» RICHIESTA ASSEGNATA 1
Trasforma in una lista numerata le righe del listato comprese tra quella che contiene "of the <item>photographer</item>" e quella che contiene "target: <item>photographer</item>", entrambe incluse. Ometti le righe vuote.

Viaggio a Fuente Vaqueros

Sono stato a Fuente Vaqueros, il paese natale di Lorca, nel 1963 e conservo nella memoria alcune immagini staccate, come se di una sequenza fosse rimasto qualche fotogramma: i visi dei contadini, illuminati dal sole al crepuscolo, sul piccolo treno che si allontanava da Granada e si inoltrava nella campagna; le vie silenziose del paese, fiancheggiate da case basse e bianche, nell’azzurro della sera («Tutta la mia infanzia è villaggio» ha detto Lorca. «Pastori, campi, sole, solitudine»); e poi gli occhi neri e vividi della primera hermana, la cugina di Lorca, che mi riceve nel tinello di casa sua e che, a poco a poco, supera la diffidenza iniziale (non le farò – visto che non le vuole, siamo nel 1963 – domande “politiche” sulla morte di suo cugino). Ed eccola parlare, con una sorta di sommesso, affettuoso entusiasmo, di Federico, della strana felicità che dava la sua presenza, della sua alegría.

Mentre lei parla, ho per la prima volta la sensazione di lui come di una persona viva, che ha abitato queste stanze. Anzi nella memoria di questa donna Federico è ancora vivo, riappare in immagini che la fanno trasalire o sorridere.

» I DATI
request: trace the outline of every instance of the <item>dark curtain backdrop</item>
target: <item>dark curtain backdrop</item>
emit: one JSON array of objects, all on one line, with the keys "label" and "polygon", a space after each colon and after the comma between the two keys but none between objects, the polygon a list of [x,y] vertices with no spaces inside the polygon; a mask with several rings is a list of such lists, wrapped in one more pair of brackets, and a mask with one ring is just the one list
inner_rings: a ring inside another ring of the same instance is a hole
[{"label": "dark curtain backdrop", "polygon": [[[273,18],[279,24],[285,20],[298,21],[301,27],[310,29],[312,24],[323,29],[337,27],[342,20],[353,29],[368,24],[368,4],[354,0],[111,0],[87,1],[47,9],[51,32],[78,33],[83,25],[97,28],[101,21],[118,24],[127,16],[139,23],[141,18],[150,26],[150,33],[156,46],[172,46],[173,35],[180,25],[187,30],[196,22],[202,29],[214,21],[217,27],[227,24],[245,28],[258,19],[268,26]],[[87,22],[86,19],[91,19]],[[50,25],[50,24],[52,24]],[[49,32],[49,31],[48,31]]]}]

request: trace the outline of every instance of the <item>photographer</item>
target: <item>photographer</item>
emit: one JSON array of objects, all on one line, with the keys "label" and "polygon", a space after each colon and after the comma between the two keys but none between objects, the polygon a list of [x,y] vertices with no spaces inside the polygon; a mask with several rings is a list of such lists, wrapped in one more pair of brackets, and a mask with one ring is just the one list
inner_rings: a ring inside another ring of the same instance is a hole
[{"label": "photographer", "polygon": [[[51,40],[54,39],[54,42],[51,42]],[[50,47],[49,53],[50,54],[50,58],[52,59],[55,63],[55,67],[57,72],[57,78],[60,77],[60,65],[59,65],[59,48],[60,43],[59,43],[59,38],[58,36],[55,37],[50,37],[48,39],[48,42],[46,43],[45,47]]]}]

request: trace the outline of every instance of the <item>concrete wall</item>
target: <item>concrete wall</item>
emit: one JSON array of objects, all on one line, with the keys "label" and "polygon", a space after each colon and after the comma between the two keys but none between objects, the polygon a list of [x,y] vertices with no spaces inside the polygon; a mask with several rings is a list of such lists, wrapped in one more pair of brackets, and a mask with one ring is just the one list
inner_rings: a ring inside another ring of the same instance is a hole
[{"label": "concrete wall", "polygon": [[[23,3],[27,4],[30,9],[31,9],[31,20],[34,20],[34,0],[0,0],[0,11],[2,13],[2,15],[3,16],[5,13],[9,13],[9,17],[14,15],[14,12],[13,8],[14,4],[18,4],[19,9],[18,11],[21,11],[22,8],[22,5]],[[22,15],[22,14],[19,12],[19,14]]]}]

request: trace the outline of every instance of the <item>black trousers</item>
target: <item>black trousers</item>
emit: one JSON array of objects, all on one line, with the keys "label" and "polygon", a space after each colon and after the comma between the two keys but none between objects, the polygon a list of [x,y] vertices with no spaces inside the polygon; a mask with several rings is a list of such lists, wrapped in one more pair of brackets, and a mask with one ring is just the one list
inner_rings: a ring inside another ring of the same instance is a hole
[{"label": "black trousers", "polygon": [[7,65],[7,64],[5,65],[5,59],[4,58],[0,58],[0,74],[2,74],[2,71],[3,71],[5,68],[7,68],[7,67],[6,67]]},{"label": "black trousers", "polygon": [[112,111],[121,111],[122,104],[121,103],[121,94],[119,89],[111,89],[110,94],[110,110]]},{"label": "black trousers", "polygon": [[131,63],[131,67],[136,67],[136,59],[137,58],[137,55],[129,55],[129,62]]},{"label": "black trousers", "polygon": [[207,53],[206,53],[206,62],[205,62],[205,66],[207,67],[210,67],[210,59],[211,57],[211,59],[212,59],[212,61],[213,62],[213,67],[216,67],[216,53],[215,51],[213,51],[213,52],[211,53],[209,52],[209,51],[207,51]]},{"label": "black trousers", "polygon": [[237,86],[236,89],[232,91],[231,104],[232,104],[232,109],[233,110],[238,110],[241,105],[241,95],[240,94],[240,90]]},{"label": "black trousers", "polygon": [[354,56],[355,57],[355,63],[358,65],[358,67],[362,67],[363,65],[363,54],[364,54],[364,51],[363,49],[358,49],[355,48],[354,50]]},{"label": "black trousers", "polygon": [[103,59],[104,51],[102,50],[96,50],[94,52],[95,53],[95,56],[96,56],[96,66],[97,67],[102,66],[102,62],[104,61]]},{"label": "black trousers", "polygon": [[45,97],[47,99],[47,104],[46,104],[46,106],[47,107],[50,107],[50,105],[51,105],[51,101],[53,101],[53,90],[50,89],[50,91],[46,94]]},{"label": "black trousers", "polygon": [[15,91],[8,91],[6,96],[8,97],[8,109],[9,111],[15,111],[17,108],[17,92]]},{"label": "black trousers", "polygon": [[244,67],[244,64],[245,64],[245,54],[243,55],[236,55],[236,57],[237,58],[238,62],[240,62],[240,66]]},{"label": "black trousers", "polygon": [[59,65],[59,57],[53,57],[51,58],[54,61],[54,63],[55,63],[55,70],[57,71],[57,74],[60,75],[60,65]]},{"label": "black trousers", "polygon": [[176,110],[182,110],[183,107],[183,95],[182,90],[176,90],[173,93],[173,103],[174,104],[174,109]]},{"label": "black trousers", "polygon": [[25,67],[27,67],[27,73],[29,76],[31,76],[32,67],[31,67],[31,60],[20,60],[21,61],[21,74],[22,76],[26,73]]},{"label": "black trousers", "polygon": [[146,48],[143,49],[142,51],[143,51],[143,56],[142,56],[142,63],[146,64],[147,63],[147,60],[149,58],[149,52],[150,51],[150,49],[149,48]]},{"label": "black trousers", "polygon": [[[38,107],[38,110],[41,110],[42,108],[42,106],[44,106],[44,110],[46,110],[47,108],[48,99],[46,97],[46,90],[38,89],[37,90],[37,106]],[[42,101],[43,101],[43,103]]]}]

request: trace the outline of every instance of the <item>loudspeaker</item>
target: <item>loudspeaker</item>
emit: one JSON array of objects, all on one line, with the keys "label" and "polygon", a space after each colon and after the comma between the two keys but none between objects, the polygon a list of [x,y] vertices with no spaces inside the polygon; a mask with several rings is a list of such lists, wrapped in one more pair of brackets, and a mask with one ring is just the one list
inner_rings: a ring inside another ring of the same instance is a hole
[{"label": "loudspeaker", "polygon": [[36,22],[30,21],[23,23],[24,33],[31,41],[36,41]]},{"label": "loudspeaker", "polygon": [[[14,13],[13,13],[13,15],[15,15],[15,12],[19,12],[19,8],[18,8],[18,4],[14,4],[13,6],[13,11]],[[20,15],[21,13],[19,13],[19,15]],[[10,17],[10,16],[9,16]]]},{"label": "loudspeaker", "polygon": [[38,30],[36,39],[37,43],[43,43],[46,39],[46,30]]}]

» RICHIESTA ASSEGNATA 2
Ripeti fedelmente il passo del testo sul viaggio a Fuente Vaqueros che va da "Mentre lei parla, ho" a "trasalire o sorridere.", estremi inclusi.

» SOLUZIONE COMPLETA 1
1. request: trace the outline of every instance of the <item>photographer</item>
2. target: <item>photographer</item>

» SOLUZIONE COMPLETA 2
Mentre lei parla, ho per la prima volta la sensazione di lui come di una persona viva, che ha abitato queste stanze. Anzi nella memoria di questa donna Federico è ancora vivo, riappare in immagini che la fanno trasalire o sorridere.